Source

*****

But he was announced to some, and that brings us to the second element that shows us his birth is good news for the poor. As a group of shepherds were watching over their flock in the open fields near Bethlehem, all of a sudden the veil of heaven was pulled back before their eyes, revealing the presence of a supernatural visitor and the shining light of divine glory all around them. Naturally, they were terrified, but the angel calmed them with a joyful announcement: “For unto you is born this day in the city of David a Savior, who is Christ the Lord.” Those beautiful words “unto you” echo Isaiah 9:6: “For unto us a child is born, unto us a son is given.” Jesus was not born merely unto Mary and Joseph. He belongs to “all the people” (v. 10), meaning all the people of Israel (redefined by the new covenant). He came, not merely to be a Savior, but to be Savior to you and to me. And these shepherds are the ones privileged to hear of it first. The angel was not sent to the elites of society: the rulers, the priests, the experts in the law. He came to common shepherds, another example of “the poor” who receive good news. We would have expected that when the veil of heaven was pulled back, giving a glimpse into the world of the supernatural, it would have happened at the Temple, where, literally, a veil hung that separated God’s place from the public. But instead, it happened in an open field, among ordinary men.

*****

Supplied information
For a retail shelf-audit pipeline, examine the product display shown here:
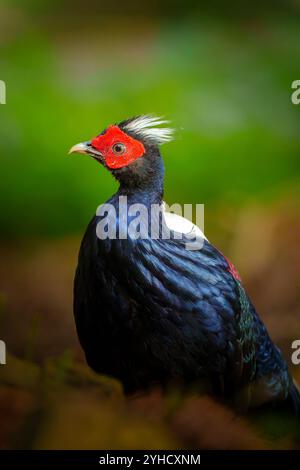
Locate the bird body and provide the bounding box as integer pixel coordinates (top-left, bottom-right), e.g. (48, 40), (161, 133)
(74, 116), (300, 410)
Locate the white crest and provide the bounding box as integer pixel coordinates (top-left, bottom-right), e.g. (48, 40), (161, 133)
(122, 114), (174, 144)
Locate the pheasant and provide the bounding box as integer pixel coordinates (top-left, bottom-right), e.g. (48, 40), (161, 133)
(70, 115), (300, 413)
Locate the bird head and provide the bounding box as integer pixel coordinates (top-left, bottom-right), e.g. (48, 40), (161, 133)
(69, 115), (173, 187)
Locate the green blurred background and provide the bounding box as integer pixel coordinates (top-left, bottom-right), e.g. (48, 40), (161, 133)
(0, 0), (300, 447)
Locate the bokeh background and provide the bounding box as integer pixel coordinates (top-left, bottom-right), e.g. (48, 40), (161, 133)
(0, 0), (300, 449)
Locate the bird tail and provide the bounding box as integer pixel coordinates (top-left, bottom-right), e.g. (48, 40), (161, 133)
(288, 379), (300, 418)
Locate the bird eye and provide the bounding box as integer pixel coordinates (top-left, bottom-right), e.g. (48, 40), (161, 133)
(113, 142), (126, 155)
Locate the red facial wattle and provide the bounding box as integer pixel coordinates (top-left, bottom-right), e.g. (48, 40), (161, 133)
(91, 126), (145, 169)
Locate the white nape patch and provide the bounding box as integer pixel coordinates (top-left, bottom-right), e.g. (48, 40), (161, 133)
(164, 203), (207, 240)
(123, 114), (174, 144)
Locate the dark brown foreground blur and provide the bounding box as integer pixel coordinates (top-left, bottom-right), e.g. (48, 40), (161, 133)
(0, 201), (300, 449)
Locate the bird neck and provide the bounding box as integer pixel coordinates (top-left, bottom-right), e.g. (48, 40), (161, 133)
(116, 150), (164, 206)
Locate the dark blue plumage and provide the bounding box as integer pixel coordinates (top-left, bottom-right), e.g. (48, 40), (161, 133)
(74, 115), (300, 409)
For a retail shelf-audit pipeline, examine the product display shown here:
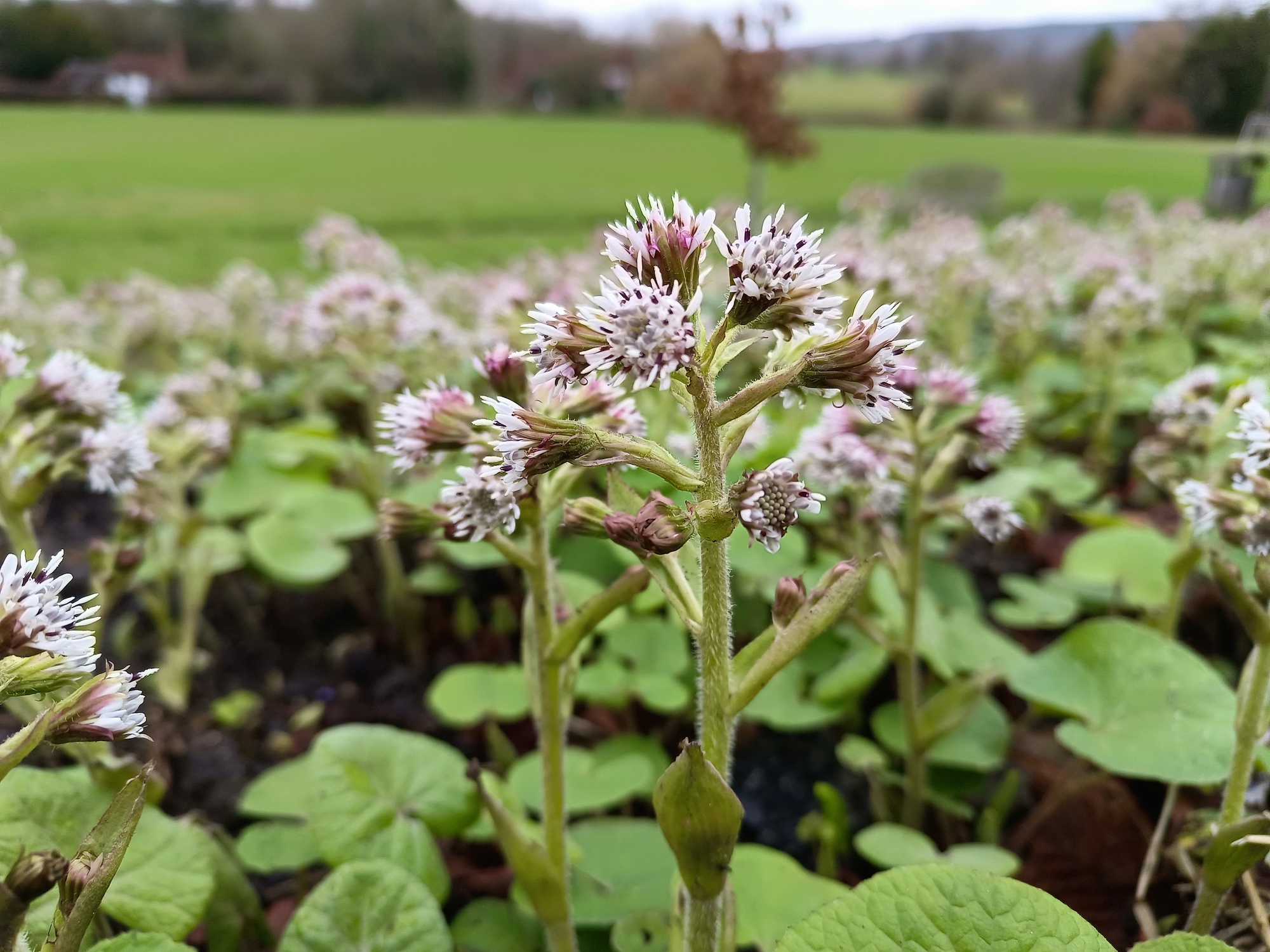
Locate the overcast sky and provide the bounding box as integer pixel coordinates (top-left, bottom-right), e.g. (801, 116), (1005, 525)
(464, 0), (1255, 44)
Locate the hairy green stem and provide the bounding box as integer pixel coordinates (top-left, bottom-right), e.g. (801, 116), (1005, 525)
(525, 500), (578, 952)
(688, 376), (732, 779)
(0, 495), (39, 559)
(683, 892), (724, 952)
(895, 419), (926, 829)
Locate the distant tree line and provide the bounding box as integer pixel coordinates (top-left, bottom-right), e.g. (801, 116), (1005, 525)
(1078, 8), (1270, 136)
(0, 0), (625, 109)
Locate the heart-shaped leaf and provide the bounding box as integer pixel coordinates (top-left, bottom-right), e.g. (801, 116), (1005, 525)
(569, 816), (674, 925)
(428, 664), (530, 727)
(1063, 526), (1173, 608)
(777, 864), (1111, 952)
(732, 843), (848, 952)
(853, 823), (1020, 876)
(0, 767), (215, 941)
(309, 724), (480, 899)
(1010, 618), (1234, 783)
(239, 754), (312, 820)
(236, 820), (321, 873)
(507, 734), (669, 815)
(992, 575), (1081, 628)
(278, 859), (453, 952)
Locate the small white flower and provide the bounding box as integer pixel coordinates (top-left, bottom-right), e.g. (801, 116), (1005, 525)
(1173, 480), (1217, 534)
(1243, 513), (1270, 556)
(441, 466), (521, 542)
(715, 204), (842, 334)
(585, 269), (701, 390)
(732, 457), (824, 552)
(926, 364), (979, 406)
(0, 552), (98, 673)
(39, 350), (127, 420)
(796, 291), (922, 424)
(963, 496), (1024, 545)
(869, 480), (908, 519)
(376, 381), (480, 471)
(605, 194), (714, 281)
(80, 419), (155, 496)
(48, 668), (156, 744)
(972, 393), (1024, 468)
(1229, 400), (1270, 476)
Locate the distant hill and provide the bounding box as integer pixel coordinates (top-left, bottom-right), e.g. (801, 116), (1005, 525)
(790, 20), (1142, 66)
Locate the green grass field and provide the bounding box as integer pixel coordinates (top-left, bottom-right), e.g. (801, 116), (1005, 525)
(0, 107), (1240, 284)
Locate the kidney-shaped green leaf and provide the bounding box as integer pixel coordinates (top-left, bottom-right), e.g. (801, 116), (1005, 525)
(1063, 526), (1173, 608)
(0, 767), (215, 941)
(309, 724), (479, 899)
(772, 866), (1111, 952)
(278, 859), (453, 952)
(732, 843), (847, 952)
(428, 664), (530, 727)
(1010, 618), (1234, 783)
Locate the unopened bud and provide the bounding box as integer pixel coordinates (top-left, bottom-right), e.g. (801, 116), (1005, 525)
(4, 849), (67, 904)
(472, 344), (530, 405)
(653, 743), (745, 900)
(61, 853), (104, 905)
(635, 490), (693, 555)
(378, 499), (444, 539)
(605, 513), (646, 555)
(772, 575), (806, 628)
(561, 496), (613, 538)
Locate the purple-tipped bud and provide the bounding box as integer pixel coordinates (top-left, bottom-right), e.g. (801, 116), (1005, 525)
(560, 496), (613, 538)
(4, 849), (67, 904)
(772, 575), (806, 628)
(635, 490), (692, 555)
(47, 668), (154, 744)
(808, 559), (860, 605)
(605, 513), (645, 555)
(472, 344), (530, 404)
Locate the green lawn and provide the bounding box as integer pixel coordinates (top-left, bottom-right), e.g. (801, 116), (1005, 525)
(0, 107), (1240, 284)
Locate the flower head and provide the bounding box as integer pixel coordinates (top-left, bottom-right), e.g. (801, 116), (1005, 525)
(441, 466), (521, 542)
(796, 291), (921, 424)
(729, 457), (824, 552)
(0, 333), (27, 378)
(605, 195), (714, 291)
(926, 364), (979, 406)
(1229, 400), (1270, 476)
(38, 350), (126, 420)
(970, 393), (1024, 468)
(715, 204), (842, 336)
(587, 268), (701, 390)
(376, 381), (481, 470)
(48, 668), (155, 744)
(1173, 480), (1218, 533)
(521, 303), (606, 392)
(963, 496), (1024, 545)
(479, 397), (599, 490)
(80, 419), (155, 496)
(472, 343), (530, 404)
(0, 552), (98, 673)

*****

Directive
In the passage about the shepherds near Bethlehem, which verse of Scripture do the words "unto you" echo? The items play no part in what is asked here.

Exercise answer
Isaiah 9:6